##### INFORMATION GIVEN #####

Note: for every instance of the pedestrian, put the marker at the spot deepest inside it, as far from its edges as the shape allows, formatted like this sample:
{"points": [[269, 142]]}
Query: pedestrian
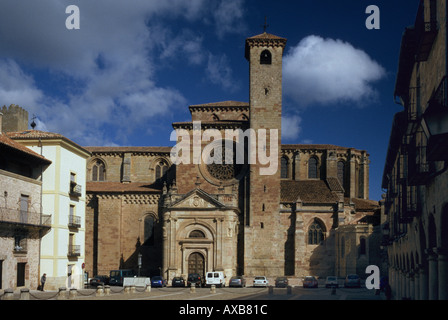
{"points": [[42, 281]]}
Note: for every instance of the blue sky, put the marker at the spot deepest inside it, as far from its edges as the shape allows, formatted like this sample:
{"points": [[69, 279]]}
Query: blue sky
{"points": [[134, 67]]}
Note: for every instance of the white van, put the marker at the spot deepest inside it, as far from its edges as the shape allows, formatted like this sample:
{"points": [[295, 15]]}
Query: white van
{"points": [[215, 278]]}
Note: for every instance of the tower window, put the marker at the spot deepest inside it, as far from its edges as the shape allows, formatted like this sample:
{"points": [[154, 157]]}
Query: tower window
{"points": [[315, 233], [266, 57], [98, 171], [284, 168], [312, 168], [341, 173], [161, 170]]}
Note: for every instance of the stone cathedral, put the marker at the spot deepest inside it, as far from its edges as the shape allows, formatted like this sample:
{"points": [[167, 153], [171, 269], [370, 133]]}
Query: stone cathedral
{"points": [[312, 217]]}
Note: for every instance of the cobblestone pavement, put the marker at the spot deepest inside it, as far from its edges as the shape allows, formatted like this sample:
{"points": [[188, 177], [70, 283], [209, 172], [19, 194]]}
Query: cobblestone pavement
{"points": [[172, 293]]}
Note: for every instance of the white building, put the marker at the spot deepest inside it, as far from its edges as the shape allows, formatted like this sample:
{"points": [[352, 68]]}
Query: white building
{"points": [[63, 194]]}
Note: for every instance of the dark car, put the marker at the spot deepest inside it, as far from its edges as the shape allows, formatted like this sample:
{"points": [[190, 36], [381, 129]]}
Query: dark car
{"points": [[352, 281], [117, 276], [178, 282], [99, 280], [237, 281], [158, 281], [310, 282], [194, 278], [281, 282]]}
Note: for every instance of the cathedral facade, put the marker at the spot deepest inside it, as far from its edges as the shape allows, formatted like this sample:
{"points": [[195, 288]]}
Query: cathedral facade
{"points": [[146, 212]]}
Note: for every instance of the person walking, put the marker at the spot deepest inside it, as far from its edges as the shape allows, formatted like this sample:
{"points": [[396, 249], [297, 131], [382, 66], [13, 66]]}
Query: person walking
{"points": [[42, 281]]}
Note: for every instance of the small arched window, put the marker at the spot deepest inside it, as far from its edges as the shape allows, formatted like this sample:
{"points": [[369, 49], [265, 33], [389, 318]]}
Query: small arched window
{"points": [[148, 232], [284, 168], [196, 234], [98, 171], [315, 233], [266, 57], [341, 173], [312, 168]]}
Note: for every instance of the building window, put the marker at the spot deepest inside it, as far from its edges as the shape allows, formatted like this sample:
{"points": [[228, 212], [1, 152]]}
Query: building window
{"points": [[266, 57], [161, 170], [284, 168], [196, 234], [341, 173], [21, 266], [312, 168], [98, 171], [315, 233], [24, 204], [362, 246], [148, 232]]}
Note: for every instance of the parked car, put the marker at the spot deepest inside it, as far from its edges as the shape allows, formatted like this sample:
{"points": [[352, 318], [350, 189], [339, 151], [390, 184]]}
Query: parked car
{"points": [[352, 281], [117, 276], [310, 282], [281, 282], [215, 278], [178, 282], [331, 282], [99, 280], [158, 281], [237, 281], [194, 278], [260, 281]]}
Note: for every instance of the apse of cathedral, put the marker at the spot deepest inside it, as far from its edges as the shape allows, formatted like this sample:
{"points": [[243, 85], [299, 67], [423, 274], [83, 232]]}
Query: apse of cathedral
{"points": [[311, 216]]}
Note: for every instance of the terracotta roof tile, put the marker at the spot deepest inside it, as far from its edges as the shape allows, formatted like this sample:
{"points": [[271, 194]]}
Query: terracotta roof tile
{"points": [[7, 141], [222, 104], [308, 191], [130, 149], [37, 134], [118, 187]]}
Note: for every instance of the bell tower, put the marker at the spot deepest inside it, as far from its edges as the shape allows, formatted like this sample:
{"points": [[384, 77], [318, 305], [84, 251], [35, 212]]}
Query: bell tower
{"points": [[264, 248]]}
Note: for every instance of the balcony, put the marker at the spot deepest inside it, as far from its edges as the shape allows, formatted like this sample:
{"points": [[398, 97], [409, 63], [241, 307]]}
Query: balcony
{"points": [[18, 217], [74, 250], [437, 121], [426, 29], [74, 221], [418, 167], [75, 189]]}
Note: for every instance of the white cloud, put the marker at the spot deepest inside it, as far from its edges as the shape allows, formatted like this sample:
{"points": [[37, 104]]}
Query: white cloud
{"points": [[228, 17], [109, 65], [219, 72], [291, 127], [327, 71]]}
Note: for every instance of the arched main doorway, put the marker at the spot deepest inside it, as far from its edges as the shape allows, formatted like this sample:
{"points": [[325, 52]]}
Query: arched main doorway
{"points": [[196, 263]]}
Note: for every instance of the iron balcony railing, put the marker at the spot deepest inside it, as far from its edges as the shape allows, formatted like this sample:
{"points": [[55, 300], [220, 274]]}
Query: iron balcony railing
{"points": [[74, 250], [74, 221], [24, 217]]}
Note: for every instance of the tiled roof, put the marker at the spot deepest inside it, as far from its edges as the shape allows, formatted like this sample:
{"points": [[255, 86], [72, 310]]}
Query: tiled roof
{"points": [[118, 187], [222, 104], [314, 146], [43, 135], [6, 141], [308, 191], [364, 204], [334, 184], [266, 35], [130, 149]]}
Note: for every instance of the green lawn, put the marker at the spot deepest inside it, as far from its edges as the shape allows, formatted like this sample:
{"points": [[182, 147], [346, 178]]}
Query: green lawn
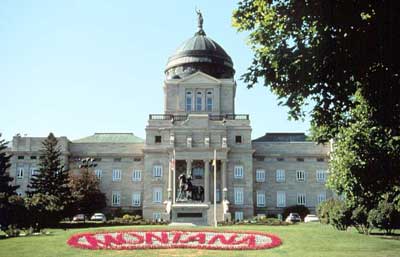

#####

Convert the entire listing above into a JSON array of strings, one string per line, with blank lines dropped. Omit the pictures from the output.

* **ANSWER BELOW**
[
  "Note: for every instance of the pedestrian, put the marker at the spot deepest inside it, as far from its edges as the shape allows, formatted like this sample:",
  "{\"points\": [[269, 142]]}",
  "Query: pedestrian",
  "{\"points\": [[42, 281]]}",
  "Note: for every instance of the blue sky, put the marker at the spot deepest inside it, as far from its edges as the shape allows, formatted like this sample:",
  "{\"points\": [[69, 279]]}",
  "Query: blue sky",
  "{\"points\": [[134, 67]]}",
  "Note: for every instance of the white van, put the marker at the spot deepest inside it, as far from its edges as the shape allows, formatted like this sample:",
  "{\"points\": [[295, 15]]}",
  "Query: white van",
  "{\"points\": [[215, 278]]}",
  "Note: for every instance of the tower window, put the marker at the spot deepest inside it, as far from its edges as the shape allows, formatted like this sample:",
  "{\"points\": [[154, 157]]}",
  "Query: tower window",
  "{\"points\": [[315, 233], [266, 57], [98, 171], [284, 168], [312, 168], [341, 173], [161, 170]]}",
  "Note: for every instance of the stone cathedral, put the marker at the spot deepest inside it, as far from its edges as the shape allows, formatted like this sample:",
  "{\"points\": [[167, 153], [171, 269], [370, 133]]}",
  "Query: stone cathedral",
  "{\"points\": [[312, 217]]}",
  "Note: for every instance of the cobblestone pavement, put the marker at the spot deepest inside it, as far from its edges as the shape allows, formatted like this sample:",
  "{\"points\": [[188, 177], [70, 283], [209, 172], [19, 194]]}",
  "Query: cobblestone pavement",
  "{\"points\": [[172, 293]]}",
  "Note: for every instance of the white building, put the marker at the spot deepest inside it, as far from its edges as the shape allows, formatted like this sample:",
  "{\"points\": [[352, 68]]}",
  "Query: white building",
  "{\"points\": [[63, 194]]}",
  "Note: for every instance of the dark car, put the marker at the spot deepest inside it, as far from its edges as the shape allows, formatted like this sample:",
  "{\"points\": [[190, 36], [381, 129]]}",
  "Query: dark car",
  "{\"points\": [[352, 281], [117, 276], [178, 282], [99, 280], [237, 281], [158, 281], [310, 282], [194, 278], [281, 282]]}",
  "Note: for every instance of the cathedral facade, put the marker at the spot deepest inside it, as far from its edges as the shape allows, formatted like this sample:",
  "{\"points\": [[195, 288]]}",
  "Query: cathedral facade",
  "{\"points\": [[146, 212]]}",
  "Note: for every instance of the person walking, put the marker at the spot deepest inside it, as far from its edges as the shape allows, formatted like this sample:",
  "{\"points\": [[396, 249], [297, 131], [382, 66], [13, 66]]}",
  "Query: person walking",
  "{\"points\": [[42, 281]]}",
  "Note: for every instance of the small arched window, put the marker at the spot deepest inside it, as far from its edges as the shape allows, formatted like this sample:",
  "{\"points\": [[369, 49], [265, 33], [389, 318]]}",
  "Query: small arched window",
  "{\"points\": [[148, 232], [284, 168], [196, 234], [98, 171], [315, 233], [266, 57], [341, 173], [312, 168]]}",
  "Note: for every instance of the building window, put the marker at the spot deepest inside it, as far from its edges as the shape allows, formatted like this sample:",
  "{\"points\": [[228, 212], [1, 152]]}",
  "Query: building window",
  "{\"points\": [[266, 57], [161, 170], [284, 168], [196, 234], [341, 173], [21, 266], [312, 168], [98, 171], [315, 233], [24, 204], [362, 246], [148, 232]]}",
  "Note: for every instance of the parked car, put the marker at the spot deepest inside it, as far from its edges as the shape allows, formatted like this sample:",
  "{\"points\": [[352, 318], [350, 189], [339, 151], [390, 184]]}",
  "Query: parked car",
  "{\"points\": [[352, 281], [117, 276], [310, 282], [281, 282], [215, 278], [178, 282], [331, 282], [99, 280], [158, 281], [237, 281], [194, 278], [260, 281]]}",
  "Note: for every instance of the apse of cathedral, put the marker at the spot deepest inside it, as far from its edges as the shape allows, formatted like this sample:",
  "{\"points\": [[243, 85], [299, 67], [423, 274], [83, 232]]}",
  "Query: apse of cathedral",
  "{\"points\": [[311, 216]]}",
  "Note: for every instance of the terracotta roof tile, put the marker at the spot deepest inside it, as far from its edges as the shape allows, formatted like this sample:",
  "{\"points\": [[271, 194]]}",
  "Query: terracotta roof tile",
  "{\"points\": [[7, 141], [222, 104], [308, 191], [130, 149], [37, 134], [118, 187]]}",
  "Note: for every instance of the bell tower, put the marker at the spot deepest inside it, as far from its edges as the shape allows, formatted like this sample:",
  "{\"points\": [[384, 77], [318, 305], [84, 251], [35, 212]]}",
  "Query: bell tower",
  "{\"points\": [[264, 248]]}",
  "Note: for every instance of the balcony, put the marker at the spot deepest inside it, as far from its edges as the shape allows, formatted like this sample:",
  "{\"points\": [[398, 97], [409, 63], [241, 307]]}",
  "Query: balcony",
  "{\"points\": [[18, 217], [74, 250], [437, 121], [426, 29], [74, 221], [418, 167], [75, 189]]}",
  "Note: for every instance of the white cloud, put the marker at the spot deepest inside it, as far from its edges as the shape allows, formatted like this sample:",
  "{\"points\": [[37, 104]]}",
  "Query: white cloud",
  "{\"points\": [[228, 17], [109, 65], [219, 72], [291, 127], [327, 71]]}",
  "Note: for every instance of the arched main doorway, put the marker at the spot deepest inside it, as far from its edges as the shape allows, formatted like this sample:",
  "{\"points\": [[325, 52]]}",
  "Query: arched main doorway",
  "{\"points\": [[196, 263]]}",
  "Note: for every instance of the iron balcony railing, put the marker at the spot deepest inside it, as far from its edges as the shape allows, formatted like this sample:",
  "{\"points\": [[55, 300], [220, 274]]}",
  "Query: iron balcony railing",
  "{\"points\": [[74, 250], [74, 221], [24, 217]]}",
  "Note: for every instance of the tiled roof, put the marker at the spot deepest inside it, as far from its edges as the shape allows, formatted like this sample:",
  "{\"points\": [[255, 86], [72, 310]]}",
  "Query: tiled roof",
  "{\"points\": [[118, 187], [222, 104], [314, 146], [43, 135], [6, 141], [308, 191], [364, 204], [334, 184], [266, 35], [130, 149]]}",
  "Note: for every instance of the green lawn, put the marker at the spot deepest inside it, as far from its edges as the shape allows, formatted like this sample:",
  "{\"points\": [[182, 147], [346, 178]]}",
  "Query: green lawn"
]